** Opening Raw data block **
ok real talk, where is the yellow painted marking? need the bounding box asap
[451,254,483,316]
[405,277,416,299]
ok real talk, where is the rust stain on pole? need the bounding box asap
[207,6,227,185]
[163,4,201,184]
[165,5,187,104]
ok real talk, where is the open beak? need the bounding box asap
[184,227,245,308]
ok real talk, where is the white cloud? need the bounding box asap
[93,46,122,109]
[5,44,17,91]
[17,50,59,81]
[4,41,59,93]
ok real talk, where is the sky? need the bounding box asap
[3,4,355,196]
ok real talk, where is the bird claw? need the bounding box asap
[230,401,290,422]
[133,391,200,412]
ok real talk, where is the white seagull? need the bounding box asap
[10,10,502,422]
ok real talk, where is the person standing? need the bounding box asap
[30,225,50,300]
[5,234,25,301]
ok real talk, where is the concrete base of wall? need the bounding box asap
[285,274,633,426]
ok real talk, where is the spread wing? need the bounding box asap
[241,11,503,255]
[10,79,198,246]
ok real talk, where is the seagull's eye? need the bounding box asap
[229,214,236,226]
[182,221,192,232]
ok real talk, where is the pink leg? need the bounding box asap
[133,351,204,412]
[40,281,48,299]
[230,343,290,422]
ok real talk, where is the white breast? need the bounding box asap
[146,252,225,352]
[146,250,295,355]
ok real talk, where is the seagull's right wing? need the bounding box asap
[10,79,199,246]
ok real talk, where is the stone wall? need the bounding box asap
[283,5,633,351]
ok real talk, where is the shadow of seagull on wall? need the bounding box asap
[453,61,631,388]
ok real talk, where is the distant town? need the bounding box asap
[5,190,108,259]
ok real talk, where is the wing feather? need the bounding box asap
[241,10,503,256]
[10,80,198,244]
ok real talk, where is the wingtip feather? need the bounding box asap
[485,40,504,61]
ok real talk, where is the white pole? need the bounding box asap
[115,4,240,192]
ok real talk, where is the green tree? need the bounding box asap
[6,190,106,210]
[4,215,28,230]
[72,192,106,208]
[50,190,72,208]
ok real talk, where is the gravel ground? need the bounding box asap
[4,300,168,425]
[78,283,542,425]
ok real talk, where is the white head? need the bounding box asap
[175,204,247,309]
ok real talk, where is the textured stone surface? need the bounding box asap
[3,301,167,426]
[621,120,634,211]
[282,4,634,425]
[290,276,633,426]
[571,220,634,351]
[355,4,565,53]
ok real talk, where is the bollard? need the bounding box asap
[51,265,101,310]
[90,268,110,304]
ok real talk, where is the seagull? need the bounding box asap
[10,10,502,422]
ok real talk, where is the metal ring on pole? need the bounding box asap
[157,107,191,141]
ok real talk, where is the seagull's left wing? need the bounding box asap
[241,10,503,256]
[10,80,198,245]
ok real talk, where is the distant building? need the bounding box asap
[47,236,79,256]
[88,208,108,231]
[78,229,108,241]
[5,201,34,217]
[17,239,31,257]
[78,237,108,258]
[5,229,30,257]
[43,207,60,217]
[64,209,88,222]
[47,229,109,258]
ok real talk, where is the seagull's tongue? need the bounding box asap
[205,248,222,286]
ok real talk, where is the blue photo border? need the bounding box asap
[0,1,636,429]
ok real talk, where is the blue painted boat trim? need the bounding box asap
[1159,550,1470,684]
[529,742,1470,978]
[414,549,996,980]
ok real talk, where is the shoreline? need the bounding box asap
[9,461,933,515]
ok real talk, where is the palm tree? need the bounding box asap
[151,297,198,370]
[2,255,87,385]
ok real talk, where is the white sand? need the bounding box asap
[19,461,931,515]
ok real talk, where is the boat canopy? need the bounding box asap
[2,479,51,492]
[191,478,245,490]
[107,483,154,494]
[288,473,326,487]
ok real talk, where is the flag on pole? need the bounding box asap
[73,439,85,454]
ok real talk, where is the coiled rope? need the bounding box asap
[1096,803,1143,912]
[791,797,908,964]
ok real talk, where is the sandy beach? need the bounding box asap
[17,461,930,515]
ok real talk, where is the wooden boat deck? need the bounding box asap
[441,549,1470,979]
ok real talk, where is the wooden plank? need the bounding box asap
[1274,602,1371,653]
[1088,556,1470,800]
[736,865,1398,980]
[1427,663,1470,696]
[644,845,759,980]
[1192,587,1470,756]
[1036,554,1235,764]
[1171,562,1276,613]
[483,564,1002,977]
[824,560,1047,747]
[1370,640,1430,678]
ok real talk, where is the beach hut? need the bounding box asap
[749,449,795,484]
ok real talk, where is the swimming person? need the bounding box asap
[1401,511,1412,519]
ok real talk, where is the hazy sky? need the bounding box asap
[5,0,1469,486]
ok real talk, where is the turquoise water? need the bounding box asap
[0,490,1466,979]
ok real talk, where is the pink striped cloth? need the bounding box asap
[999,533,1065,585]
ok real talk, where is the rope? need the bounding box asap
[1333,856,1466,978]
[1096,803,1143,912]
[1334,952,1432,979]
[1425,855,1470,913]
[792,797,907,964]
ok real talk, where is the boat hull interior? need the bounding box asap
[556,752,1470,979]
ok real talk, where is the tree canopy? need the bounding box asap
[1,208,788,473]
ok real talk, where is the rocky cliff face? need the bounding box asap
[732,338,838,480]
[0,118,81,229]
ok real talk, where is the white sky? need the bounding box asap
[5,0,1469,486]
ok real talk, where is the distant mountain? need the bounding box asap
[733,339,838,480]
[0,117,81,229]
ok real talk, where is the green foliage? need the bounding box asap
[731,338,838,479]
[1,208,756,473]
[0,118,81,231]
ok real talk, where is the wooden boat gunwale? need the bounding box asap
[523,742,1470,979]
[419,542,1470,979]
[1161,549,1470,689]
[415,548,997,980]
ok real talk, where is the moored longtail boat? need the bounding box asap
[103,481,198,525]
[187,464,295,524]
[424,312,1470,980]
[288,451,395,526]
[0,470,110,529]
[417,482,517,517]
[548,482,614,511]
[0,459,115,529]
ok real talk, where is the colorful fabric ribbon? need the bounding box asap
** Closing Raw data block **
Retype the entries one by one, exactly.

ok real talk, where is the yellow painted marking? need the bounding box asap
[451,254,483,316]
[405,277,416,299]
ok real talk, where is the rust stain on pole? need the bounding box asap
[207,6,227,185]
[163,4,201,184]
[165,5,187,104]
ok real talk, where is the open beak? need the bounding box asap
[184,227,245,308]
ok real talk, where is the white cloud? need the bounding box asap
[93,46,122,109]
[5,44,17,91]
[17,50,59,81]
[4,41,59,93]
ok real talk, where is the sky? need the bounding box asap
[3,4,355,196]
ok real talk, where is the bird claw? need the bounding box asap
[230,401,290,422]
[133,391,200,412]
ok real talk, where is the white seagull? need the bounding box asap
[10,10,502,422]
ok real talk, where is the person standing? need the bounding box asap
[30,225,50,300]
[5,234,25,301]
ok real talk, where is the concrete base of wall? need the bounding box asap
[285,274,633,426]
ok real talk, where is the spread wing? need the bounding box asap
[241,11,503,255]
[10,79,198,246]
ok real talk, where is the seagull's eye? need the bounding box asap
[229,214,236,226]
[182,221,192,232]
ok real talk, where is the pink leg? need the bounding box asap
[133,351,204,412]
[40,281,48,299]
[230,343,290,422]
ok real talk, where is the white breast? need the bounding box asap
[146,252,225,352]
[146,250,295,355]
ok real talk, where is the seagull's right wing? need the bounding box asap
[10,79,199,246]
ok real talk, where is the stone wall? need the bounding box asap
[283,5,633,351]
ok real talk, where is the shadow of seagull on wall? need the bounding box asap
[453,61,631,388]
ok real talk, where is the distant town? need the bounding box asap
[5,190,108,259]
ok real talk, where is the wing feather? need the bounding box asap
[241,10,503,256]
[10,80,198,244]
ok real talk, where is the wingtip feather? need the bounding box asap
[485,40,504,61]
ok real talk, where is the white pole? need the bounding box asap
[115,4,240,192]
ok real talk, where is the green tree? need the bounding box asap
[6,190,106,210]
[4,215,28,230]
[72,192,106,208]
[50,190,72,208]
ok real talk, where is the gravel ground? need the bounding box asap
[4,300,168,425]
[78,283,542,425]
ok real talk, where is the white head? need the bounding box asap
[175,204,247,309]
ok real talk, where is the textured stone surface? need the bounding box asap
[3,301,167,426]
[621,120,634,211]
[282,4,634,425]
[290,276,633,426]
[571,220,634,351]
[355,4,565,53]
ok real talk, where is the bollard? need the bounding box asap
[51,265,101,310]
[90,268,110,304]
ok real talk, where is the seagull? need the bounding box asap
[10,10,502,422]
ok real talk, where is the metal ring on pole? need the bounding box asap
[157,107,191,141]
ok real talk, where is the seagull's left wing? need the bounding box asap
[241,10,503,256]
[10,80,198,245]
ok real talk, where is the distant building? need the bounding box asap
[47,236,79,256]
[88,208,108,231]
[78,229,108,241]
[5,201,34,217]
[17,239,31,257]
[78,237,108,258]
[5,229,30,257]
[43,207,60,217]
[64,209,88,222]
[47,229,109,258]
ok real talk, where is the seagull's tongue? need the bounding box asap
[205,248,222,286]
ok real talk, where is the blue photo border? need the bounding box asap
[0,1,636,429]
ok real talk, where is the blue painted boat trim? need the bounding box asap
[1159,550,1470,684]
[529,742,1470,978]
[414,549,996,980]
ok real talk, where is the shoreline? need the bounding box asap
[9,461,933,515]
ok real talk, where is the palm tree? need the bounding box asap
[151,297,198,370]
[2,255,87,385]
ok real talk, where is the white sand? need the bounding box asap
[19,461,931,515]
ok real talk, where is the boat canopy? need the bounding box asap
[2,479,51,492]
[191,478,245,490]
[107,483,154,494]
[288,473,326,487]
ok real talk, where is the flag on pole? need the bounding box asap
[73,439,85,454]
ok real talk, where is the coiled rope? need the bounding box asap
[1096,803,1143,912]
[791,797,908,964]
ok real talk, where is the sandy beach? need the bounding box asap
[17,461,930,515]
ok real talk, where is the wooden boat deck? need the bounding box asap
[441,549,1470,979]
ok real talk, where is the wooden plank? need the bounding box asap
[1274,602,1371,653]
[1088,556,1470,800]
[736,865,1398,980]
[1427,663,1470,696]
[644,845,759,980]
[1192,587,1470,756]
[1036,554,1235,764]
[1171,562,1276,613]
[483,564,1002,977]
[824,560,1047,747]
[1370,640,1430,678]
ok real talk, where is the beach hut? need the bounding box asap
[749,449,795,484]
ok real talk, where is the swimming person? need the bounding box asap
[1401,511,1412,519]
ok real talk, where is the hazy sky? need the bounding box asap
[5,0,1469,486]
ok real talk, where is the turquoise water? need the bounding box asap
[0,490,1466,979]
ok real talk, where is the pink striped cloth? need the bounding box asap
[999,533,1065,585]
ok real talk, where is the rope? need the bounding box asap
[1333,856,1466,978]
[1096,803,1143,912]
[1334,952,1432,979]
[1425,855,1470,913]
[792,797,907,964]
ok real talk, where is the boat hull interior? need the bounding box asap
[556,752,1470,979]
ok real talk, where is the tree canopy? need the bounding box asap
[1,208,788,473]
ok real talk, where is the rocky cliff face? need the bounding box asap
[732,338,838,480]
[0,118,81,229]
ok real talk, where is the white sky? need the bounding box asap
[5,0,1469,486]
ok real talk, where is the distant mountain? need the bounding box asap
[733,339,838,480]
[0,117,81,229]
ok real talk, where is the green foliage? need the bounding box asap
[731,338,838,479]
[1,208,756,473]
[0,118,81,231]
ok real talk, where is the wooden boat gunwale? need the bounding box asap
[523,742,1470,979]
[419,542,1470,979]
[1161,549,1470,689]
[415,548,997,980]
ok real talk, where is the moored longtail boat? need the bounding box asap
[103,481,198,525]
[187,464,295,524]
[424,312,1470,980]
[288,451,395,526]
[0,470,110,529]
[417,482,517,517]
[548,482,614,511]
[0,459,115,529]
ok real talk, where is the colorful fabric ribbon? need the bounding box asap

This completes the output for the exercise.